* Task input:
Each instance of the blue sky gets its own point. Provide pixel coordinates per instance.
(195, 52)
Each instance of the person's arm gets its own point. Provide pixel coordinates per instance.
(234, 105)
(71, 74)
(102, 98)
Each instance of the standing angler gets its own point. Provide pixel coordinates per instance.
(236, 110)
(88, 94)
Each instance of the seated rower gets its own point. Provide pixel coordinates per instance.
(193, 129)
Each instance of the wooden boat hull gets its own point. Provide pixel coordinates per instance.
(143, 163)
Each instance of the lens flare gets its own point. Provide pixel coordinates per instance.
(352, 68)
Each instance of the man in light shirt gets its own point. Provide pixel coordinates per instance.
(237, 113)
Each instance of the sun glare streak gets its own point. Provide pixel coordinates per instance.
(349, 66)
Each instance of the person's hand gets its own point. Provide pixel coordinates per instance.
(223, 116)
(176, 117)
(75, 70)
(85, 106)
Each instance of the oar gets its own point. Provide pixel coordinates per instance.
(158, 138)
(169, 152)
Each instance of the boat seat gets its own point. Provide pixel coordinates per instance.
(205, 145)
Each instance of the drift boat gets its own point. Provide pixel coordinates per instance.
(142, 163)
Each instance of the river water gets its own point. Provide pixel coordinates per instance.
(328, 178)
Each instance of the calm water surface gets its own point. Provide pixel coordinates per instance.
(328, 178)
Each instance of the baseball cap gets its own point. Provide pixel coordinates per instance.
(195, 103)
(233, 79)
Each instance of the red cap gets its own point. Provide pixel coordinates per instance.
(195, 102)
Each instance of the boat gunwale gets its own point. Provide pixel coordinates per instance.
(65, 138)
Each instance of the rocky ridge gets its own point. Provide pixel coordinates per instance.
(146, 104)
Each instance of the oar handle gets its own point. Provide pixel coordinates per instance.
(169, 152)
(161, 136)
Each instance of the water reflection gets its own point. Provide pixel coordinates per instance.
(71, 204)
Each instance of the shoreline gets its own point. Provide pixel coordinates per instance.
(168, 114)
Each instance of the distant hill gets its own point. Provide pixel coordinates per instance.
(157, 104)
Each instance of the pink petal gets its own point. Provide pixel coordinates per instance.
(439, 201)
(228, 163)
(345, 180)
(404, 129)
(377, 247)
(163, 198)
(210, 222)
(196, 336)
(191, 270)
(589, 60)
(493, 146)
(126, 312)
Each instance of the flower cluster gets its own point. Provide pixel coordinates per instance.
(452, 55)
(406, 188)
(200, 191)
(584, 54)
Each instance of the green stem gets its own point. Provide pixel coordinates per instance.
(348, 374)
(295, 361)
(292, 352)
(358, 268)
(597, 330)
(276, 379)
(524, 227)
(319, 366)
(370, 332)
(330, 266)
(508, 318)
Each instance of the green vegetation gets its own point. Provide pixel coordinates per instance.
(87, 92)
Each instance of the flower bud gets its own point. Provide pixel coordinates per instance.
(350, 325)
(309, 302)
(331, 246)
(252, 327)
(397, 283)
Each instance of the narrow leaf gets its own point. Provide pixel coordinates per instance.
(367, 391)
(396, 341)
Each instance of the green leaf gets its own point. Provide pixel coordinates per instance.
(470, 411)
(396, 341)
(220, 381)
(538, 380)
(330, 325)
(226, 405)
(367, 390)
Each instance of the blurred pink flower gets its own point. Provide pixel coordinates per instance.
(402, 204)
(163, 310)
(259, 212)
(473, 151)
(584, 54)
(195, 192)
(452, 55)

* Task objective: Everything from the line with "Each instance of the green vegetation" through the end of the listing, both ends included, needs to be transcribed exactly, with no other lines.

* Solution to the exercise:
Each instance of the green vegetation gets its own point. Provide pixel coordinates per instance.
(87, 92)
Each instance of the flower bud gets its own point. Provide pixel coordinates per instance.
(350, 325)
(309, 302)
(331, 246)
(252, 327)
(397, 283)
Each instance of the narrow leaf gets its own point. Provide pixel coordinates per instance.
(367, 391)
(396, 341)
Each instance of the green leaf gets its own point. Provide pixel coordinates per instance.
(470, 411)
(396, 341)
(220, 381)
(538, 380)
(330, 325)
(226, 405)
(367, 390)
Each instance of the blurred pink flower gets its own point. Provide pixel coordinates per instance.
(402, 204)
(163, 310)
(259, 212)
(473, 151)
(584, 54)
(195, 192)
(452, 55)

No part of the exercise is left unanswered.